TASK DIRECTIONS: In the records below, some lines contain the word "item". Copy each of them.

TASK MATERIAL:
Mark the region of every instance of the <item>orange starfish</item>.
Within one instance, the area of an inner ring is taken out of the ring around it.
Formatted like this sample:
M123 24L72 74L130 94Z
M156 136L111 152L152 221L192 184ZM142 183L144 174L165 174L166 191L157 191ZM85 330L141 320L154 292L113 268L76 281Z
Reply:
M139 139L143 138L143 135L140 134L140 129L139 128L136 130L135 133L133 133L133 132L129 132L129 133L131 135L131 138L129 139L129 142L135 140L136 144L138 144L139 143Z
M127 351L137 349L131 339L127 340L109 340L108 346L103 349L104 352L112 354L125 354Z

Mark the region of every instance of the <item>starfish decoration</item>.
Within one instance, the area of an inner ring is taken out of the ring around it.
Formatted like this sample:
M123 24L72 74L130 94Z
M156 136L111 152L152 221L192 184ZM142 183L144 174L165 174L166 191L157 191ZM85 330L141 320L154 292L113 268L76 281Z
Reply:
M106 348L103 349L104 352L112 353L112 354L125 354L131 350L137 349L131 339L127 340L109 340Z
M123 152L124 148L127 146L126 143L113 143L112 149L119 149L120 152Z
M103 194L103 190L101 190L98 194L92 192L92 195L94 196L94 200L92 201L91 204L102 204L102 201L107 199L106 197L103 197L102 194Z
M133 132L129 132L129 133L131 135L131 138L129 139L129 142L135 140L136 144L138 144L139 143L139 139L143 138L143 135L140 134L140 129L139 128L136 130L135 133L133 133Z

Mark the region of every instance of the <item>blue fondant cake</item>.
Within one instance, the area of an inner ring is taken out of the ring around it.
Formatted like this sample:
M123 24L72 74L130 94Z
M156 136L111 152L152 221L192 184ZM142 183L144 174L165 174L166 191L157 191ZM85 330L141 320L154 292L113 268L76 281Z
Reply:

SOLUTION BELOW:
Mark the region of every instance of the <item>orange starfish</item>.
Mark the region of every instance of the <item>starfish decoration</item>.
Mark the region of every instance of the <item>blue fondant cake</item>.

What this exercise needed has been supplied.